### The problem
In the records below, locate the line containing "For this evaluation, locate the rear"; output that line and every following line through the last, exactly.

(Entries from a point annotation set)
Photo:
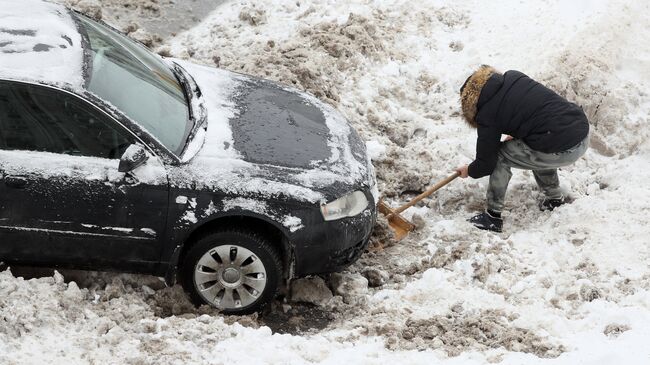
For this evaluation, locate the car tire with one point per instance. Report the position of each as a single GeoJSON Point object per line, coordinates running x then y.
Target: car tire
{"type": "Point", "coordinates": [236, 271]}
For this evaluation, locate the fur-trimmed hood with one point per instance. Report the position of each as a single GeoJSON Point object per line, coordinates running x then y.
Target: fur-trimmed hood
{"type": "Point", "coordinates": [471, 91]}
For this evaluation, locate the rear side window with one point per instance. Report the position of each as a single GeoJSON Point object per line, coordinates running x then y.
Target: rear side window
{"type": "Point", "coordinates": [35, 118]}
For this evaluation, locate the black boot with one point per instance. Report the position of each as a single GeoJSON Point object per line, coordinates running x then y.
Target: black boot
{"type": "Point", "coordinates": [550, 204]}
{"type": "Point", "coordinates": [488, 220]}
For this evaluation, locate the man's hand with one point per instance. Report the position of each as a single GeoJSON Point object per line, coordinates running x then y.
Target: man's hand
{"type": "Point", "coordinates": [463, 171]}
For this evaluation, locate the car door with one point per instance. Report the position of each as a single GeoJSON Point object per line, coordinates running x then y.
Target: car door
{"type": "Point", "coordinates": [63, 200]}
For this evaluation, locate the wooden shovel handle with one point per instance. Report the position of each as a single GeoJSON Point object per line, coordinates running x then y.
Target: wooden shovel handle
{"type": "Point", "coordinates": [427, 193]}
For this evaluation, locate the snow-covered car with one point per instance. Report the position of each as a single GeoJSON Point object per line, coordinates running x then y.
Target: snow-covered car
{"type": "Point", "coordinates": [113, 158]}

### Task output
For this evaluation, locate the rear side window with one point per instance. Report the position of each as a single GeoJSON Point object per line, coordinates running x then y.
Target: rear side window
{"type": "Point", "coordinates": [35, 118]}
For this evaluation, locate the black boot with one point per instance. Report the position of each as a single GeoJSON Point object per line, coordinates running x then y.
Target: black boot
{"type": "Point", "coordinates": [550, 204]}
{"type": "Point", "coordinates": [488, 220]}
For this evaluation, locate the man's hand with one point per instance. Report the position of each as a single GeoJSON Point object per line, coordinates running x then y.
Target: man's hand
{"type": "Point", "coordinates": [463, 171]}
For this evaluation, locate the car door with one point per instance. Report the position of each as a single GeoJSON Point object per line, coordinates running x then y.
Target: car door
{"type": "Point", "coordinates": [63, 200]}
For this evaluation, locate the wooden shovel handle with one point per instance. Report the position of each as a single GeoJSON Point object per line, coordinates running x then y.
Target: wooden shovel handle
{"type": "Point", "coordinates": [427, 193]}
For this evaluation, locate the snow-covered car with one point per instance. Report the position of each as a single GeoJSON Point object per line, coordinates running x then y.
Target: snow-covered car
{"type": "Point", "coordinates": [113, 158]}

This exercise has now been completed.